Dataset excerpt:
## Start

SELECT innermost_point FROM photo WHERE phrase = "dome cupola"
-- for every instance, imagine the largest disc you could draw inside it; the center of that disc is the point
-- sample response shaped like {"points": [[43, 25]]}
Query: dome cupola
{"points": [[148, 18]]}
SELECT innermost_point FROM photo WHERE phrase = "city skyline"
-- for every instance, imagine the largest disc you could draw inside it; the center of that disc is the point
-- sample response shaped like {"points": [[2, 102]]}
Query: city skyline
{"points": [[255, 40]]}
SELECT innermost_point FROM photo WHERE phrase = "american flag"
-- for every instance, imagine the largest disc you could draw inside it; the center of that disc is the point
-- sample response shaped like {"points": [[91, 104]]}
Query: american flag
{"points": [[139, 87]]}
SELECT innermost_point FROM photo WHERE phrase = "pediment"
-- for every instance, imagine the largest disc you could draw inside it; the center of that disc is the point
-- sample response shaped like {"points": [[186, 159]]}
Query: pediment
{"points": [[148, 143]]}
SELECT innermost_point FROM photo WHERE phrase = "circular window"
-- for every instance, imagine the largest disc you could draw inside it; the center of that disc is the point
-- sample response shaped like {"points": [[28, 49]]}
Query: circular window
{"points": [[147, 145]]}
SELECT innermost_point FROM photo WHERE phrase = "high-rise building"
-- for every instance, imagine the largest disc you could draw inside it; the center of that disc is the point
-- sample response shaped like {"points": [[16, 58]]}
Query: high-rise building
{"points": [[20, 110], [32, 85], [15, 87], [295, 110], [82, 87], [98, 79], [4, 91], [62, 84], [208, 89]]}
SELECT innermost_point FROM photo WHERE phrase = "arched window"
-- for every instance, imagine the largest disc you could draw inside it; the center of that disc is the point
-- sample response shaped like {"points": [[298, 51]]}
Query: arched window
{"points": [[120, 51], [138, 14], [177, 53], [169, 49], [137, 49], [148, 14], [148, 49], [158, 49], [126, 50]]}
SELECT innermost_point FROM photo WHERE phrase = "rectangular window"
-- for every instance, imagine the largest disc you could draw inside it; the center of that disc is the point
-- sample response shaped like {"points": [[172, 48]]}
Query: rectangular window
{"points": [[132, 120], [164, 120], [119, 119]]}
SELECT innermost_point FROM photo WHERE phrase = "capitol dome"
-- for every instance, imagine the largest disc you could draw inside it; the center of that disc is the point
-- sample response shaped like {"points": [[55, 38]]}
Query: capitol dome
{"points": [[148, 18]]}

## End

■ **Short exercise**
Reproduce the data from its first line through the line containing "Query: dome cupola", replacing "disc" with "circle" and leaving everything else as is.

■ **Result of the task**
SELECT innermost_point FROM photo WHERE phrase = "dome cupola"
-- for every instance, imagine the largest circle you could draw inside it; the center of that circle is the point
-- sample response shaped like {"points": [[43, 25]]}
Query: dome cupola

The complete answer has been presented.